Dekonstruksi Penutur Kasus Freeport
Stanislaus Sandarupa ; Guru Besar Antropolinguistik;
KPS Linguistik S-3 Universitas
Hasanuddin
|
KOMPAS,
09 Desember 2015
Selain kriteria
undang-undang yang dipakai Mahkamah Kehormatan Dewan dalam persoalan etika
yang melilit Ketua DPR Setya Novanto, menarik membahas masalah pencatutan
nama Presiden dan Wakil Presiden serta soal saham untuk kelancaran
perpanjangan kontrak PT Freeport dari sudut partisipasi dalam interaksi
permainan peran-peran yang terbaca dalam teks artefak rekaman dan di
persidangan.
Sejak abad ke-19,
ilmu-ilmu sosial menekankan pentingnya melihat interaksi manusia dari sudut
partisipasi. Konsep ini membantu kita menghubungkan aspek-aspek bahasa dengan
pengalaman manusia, sumber-sumber bahan sekitar dan institusi sosial yang
dibangun oleh praktik-praktik kebahasaan.
Partisipasi
E Goffman (1981)
mengibaratkan kehidupan sebagai sebuah panggung. Dalam metafor dramaturgis ia
mengidentifikasi penutur sebagai auktor yang memainkan peran persona sosial
dan sudut pandang yang berbeda. Keberadaan kita sebagai makhluk sosial
terbangun lewat berbicara, di mana kita mengasumsikan tipe status berbeda
sehubungan dengan kata-kata kita dan kata-kata orang lain.
Untuk memperjelas
peran-peran yang bermain, Goffman mendekonstruksi sisi penutur dan sisi
pendengar. Yang pertama biasa disebut format produksi ujaran. Penutur tidak
lagi dilihat sebagai satu-satunya yang berbicara, tetapi kategori atau status
yang di dalamnya terdapat tiga peran yang bermain. Peran animator, yaitu
orang yang mengujarkan kata-kata untuk menyampaikan pesan; pengarang (author) yang bertanggung jawab atas
seleksi kata-kata dan nada bicara; dan akhirnya prinsipal, yaitu orang atau
institusi yang bertanggung jawab atas pesan dan kata-kata yang diucapkan (Goffman, 1981).
Dengan memakai teori
ini mari kita membahas beberapa segmen teks berikut sebagai contoh (Kompas,
3/12). Format produksi ujaran dalam status penutur punya tiga animator: SN,
MS, dan MR. MR yang menganimasi pembagian saham. MR: Kalau gua, gua bakal
ngomong ke Pak Luhut, janganlah ambil 20%, ambillah 11% [untuk Presiden?],
kasihlah JK 9%. Harus adil. Kalau ngak, ribut. Di sini MR dan bukan SN
animator ujaran. Tetapi, SN menyambung: Iya. Sambil menunggu persidangan berikut,
dalam hal ini ada dua kemungkinan: MR yang berperan sebagai pengarang dan
prinsipal atau juga SN karena dia Ketua DPR?

PETUNJUK 1:
Jawab pertanyaan berikut berdasarkan artikel tentang kasus Freeport di atas.
(a) Sejak abad ke berapa ilmu-ilmu sosial menekankan pentingnya melihat interaksi manusia dari sudut partisipasi?
(b) Goffman mengibaratkan kehidupan sebagai apa?
(c) Siapa saja tiga animator dalam format produksi ujaran yang disebut dalam artikel?
PETUNJUK 2: Tolong teruskan artikel tentang kasus Freeport di atas, dimulai setelah kalimat terakhirnya.

BARIS YANG DISEDIAKAN:
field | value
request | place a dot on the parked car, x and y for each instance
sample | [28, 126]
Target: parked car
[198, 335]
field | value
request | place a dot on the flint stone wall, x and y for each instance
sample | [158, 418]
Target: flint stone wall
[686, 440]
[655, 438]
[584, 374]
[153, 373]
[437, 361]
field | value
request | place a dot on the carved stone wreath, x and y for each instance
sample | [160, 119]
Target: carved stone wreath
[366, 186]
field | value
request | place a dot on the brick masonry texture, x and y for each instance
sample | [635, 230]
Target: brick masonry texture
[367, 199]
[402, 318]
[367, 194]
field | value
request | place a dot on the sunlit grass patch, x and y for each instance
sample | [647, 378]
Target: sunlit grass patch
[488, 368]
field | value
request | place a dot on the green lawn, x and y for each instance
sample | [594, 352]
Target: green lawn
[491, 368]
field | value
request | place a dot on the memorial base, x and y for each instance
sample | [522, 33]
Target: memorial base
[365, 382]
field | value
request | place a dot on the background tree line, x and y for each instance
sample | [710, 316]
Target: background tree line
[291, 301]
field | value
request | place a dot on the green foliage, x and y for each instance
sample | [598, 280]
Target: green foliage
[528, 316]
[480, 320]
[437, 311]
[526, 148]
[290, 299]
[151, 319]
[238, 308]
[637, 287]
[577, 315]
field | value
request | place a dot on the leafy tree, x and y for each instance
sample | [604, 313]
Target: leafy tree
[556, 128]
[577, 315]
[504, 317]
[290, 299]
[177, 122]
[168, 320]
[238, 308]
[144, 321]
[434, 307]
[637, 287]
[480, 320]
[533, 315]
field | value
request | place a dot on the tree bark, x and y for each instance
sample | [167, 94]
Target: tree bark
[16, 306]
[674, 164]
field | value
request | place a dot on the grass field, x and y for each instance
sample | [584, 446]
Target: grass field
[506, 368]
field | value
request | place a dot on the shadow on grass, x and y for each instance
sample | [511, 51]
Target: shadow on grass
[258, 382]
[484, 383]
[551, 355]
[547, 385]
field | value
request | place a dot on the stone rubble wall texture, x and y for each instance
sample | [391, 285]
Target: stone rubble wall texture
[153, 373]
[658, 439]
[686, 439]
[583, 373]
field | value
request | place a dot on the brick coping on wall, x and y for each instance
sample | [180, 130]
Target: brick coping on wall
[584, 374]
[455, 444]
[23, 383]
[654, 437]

JAWABAN 1:
(a) Sejak abad ke-19.
(b) Sebuah panggung.
(c) SN, MS, dan MR.

JAWABAN 2:
Apalagi, dalam
interaksi segi tiga, SN dan MR menyatu, seperti tampak di sini. SN: sekarang
sudah digarap sama Bung Reza.... Saya tahu pak. Di sini SN memainkan peran
animator dan pengarang, sedang MR prinsipal. Selanjutnya, SN: Kita happy,
Pak, kalau Bung Reza yang mengatur. SN berperan sebagai animator sekaligus
prinsipal. Sementara MR berperan sebagai pengarang. Dengan demikian, menyangkut
pembagian saham, MR berperan sebagai animator sedangkan SN pengarang dan
prinsipal.
Pembicaraan melampaui
dunia luar interaksi dalam rekaman ketika terjadi pembahasan kekuasaan yang
mendasari format produksi ujaran. Seperti kata SN: Saya sudah yakin itu
karena Presiden sendiri kasih kode begitu dan itu berkali-kali. Yang urusan
kita di DPR, itu kita ketemu segitiga. Pak Luhut, saya, dan Presiden.
Akhirnya setuju.. Dalam segmen teks ini, SN hanya animator dan mungkin
pengarang, tetapi yang jadi prinsipal adalah Presiden dan Pak Luhut.
Perkembangan
Sejak dua sidang MKD
tampak adanya dua kubu yang berseteru tentang Freeport. Ada dua kategori
status yang bermain, yaitu pelapor dan terlapor. Keduanya punya hubungan
khusus dengan pembicaraan dalam rekaman yang sudah beredar. Dalam sidang
terjadi perubahan dari status pelapor menjadi "pengadu".
Ahli sosiolinguistik,
Yayah Bachria Mugnisjah, membolehkan setiap orang membuat pengaduan ke MKD.
Katanya, "dapat" berarti tak dilarang. Sebagai tambahan, dengan
diterimanya Sudirman Said dalam status pengadu, MKD memosisikan dia sebagai
masyarakat biasa atau elite yang memainkan peran animator. Jadi, walau
laporan itu berkop surat kementerian, dia berstatus bukan menteri, tetapi
pengadu dengan peran animator masyarakat biasa. Ia jadi animator sekaligus
pengarang dan kelompoknya, sedangkan prinsipal ialah institusi Kementerian
ESDM, bahkan institusi kepresidenan.
Lebih dari itu muncul
kelompok masyarakat yang turut mendukung dan memainkan peran prinsipal. Terpenuhilah
syarat, misalnya, dalam Peraturan DPR Nomor 2 Tahun 2015 Bab IV, Pasal 5,
poin (1), Ayat c, yang memuat subyek masyarakat secara perseorangan atau
kelompok sebagai status pengadu yang memainkan tiga peran sekaligus:
animator, pengarang, dan prinsipal.
Dalam sidang MKD
kedua, MS diterima sebagai saksi yang memainkan peran animator. Dialah yang
merekam pembicaraan dan yang jadi prinsipalnya adalah PT Freeport, Jim Bob,
dan Menteri ESDM. Seperti yang dikatakannya, dia tegak lurus dengan
penanggung jawab sektor.
Yang jadi teradu
adalah SN. Seperti yang sudah ditunjukkan di atas, SN memainkan berbagai
peran. Sambil menunggu persidangan berikut, ada perkembangan menarik. Koalisi
Merah Putih (KMP) dalam pertemuan di rumah Ketua Umum DPP Gerindra pada 20
November 2015 tetap konsisten mendukung dan berada di belakang Novanto.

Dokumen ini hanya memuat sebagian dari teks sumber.